Abstract:
We consider a series of initial-boundary value problems for the equation
of ion-sound waves in a plasma. For each of them we prove the local (in time)
solubility and perform an analytical-numerical study of the blow-up of solutions.
We use the method of test functions to obtain sufficient conditions for
finite-time blow-up and an upper bound for the blow-up time. In concrete
numerical examples we improve these bounds numerically using the mesh refinement
method. Thus the analytical and numerical parts of the investigation complement
each other. The time interval for the numerical modelling is chosen
in accordance with the analytically obtained upper bound for the blow-up time.
In return, numerical calculations specify the moment and pattern of this blow-up.

------------

-- Work instructions --
1 > From the abstract above, reproduce verbatim the part that opens with the words containing "We use the method" and closes with "of this blow-up.".
2 > Decide whether each statement below agrees with the abstract above, answering yes or no and quoting the deciding words of the abstract exactly.
(a) The method of test functions is used to obtain sufficient conditions for finite-time blow-up.
(b) The bounds are improved numerically by means of a spectral method.
(c) The time interval for the numerical modelling is chosen independently of the analytical results.
3 > Answer these questions using the abstract above.
(a) For which equation are the initial-boundary value problems considered?
(b) What kind of solubility is proved for each problem?
(c) What do the numerical calculations specify?

-- Recorded information --
------------

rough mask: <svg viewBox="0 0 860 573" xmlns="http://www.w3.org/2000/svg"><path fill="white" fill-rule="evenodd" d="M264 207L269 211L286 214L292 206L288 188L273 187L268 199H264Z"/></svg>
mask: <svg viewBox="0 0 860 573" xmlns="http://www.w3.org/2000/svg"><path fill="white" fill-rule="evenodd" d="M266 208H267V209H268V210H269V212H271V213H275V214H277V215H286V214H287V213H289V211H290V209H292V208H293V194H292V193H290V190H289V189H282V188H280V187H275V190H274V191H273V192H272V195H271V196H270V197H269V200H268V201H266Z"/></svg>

------------

-- Results of the exercise --
1 >
We use the method of test functions to obtain sufficient conditions for
finite-time blow-up and an upper bound for the blow-up time. In concrete
numerical examples we improve these bounds numerically using the mesh refinement
method. Thus the analytical and numerical parts of the investigation complement
each other. The time interval for the numerical modelling is chosen
in accordance with the analytically obtained upper bound for the blow-up time.
In return, numerical calculations specify the moment and pattern of this blow-up.

2 >
(a) Yes: "We use the method of test functions to obtain sufficient conditions for finite-time blow-up"
(b) No: "we improve these bounds numerically using the mesh refinement method"
(c) No: "The time interval for the numerical modelling is chosen in accordance with the analytically obtained upper bound for the blow-up time."

3 >
(a) The equation of ion-sound waves in a plasma.
(b) Local (in time) solubility.
(c) The moment and pattern of the blow-up.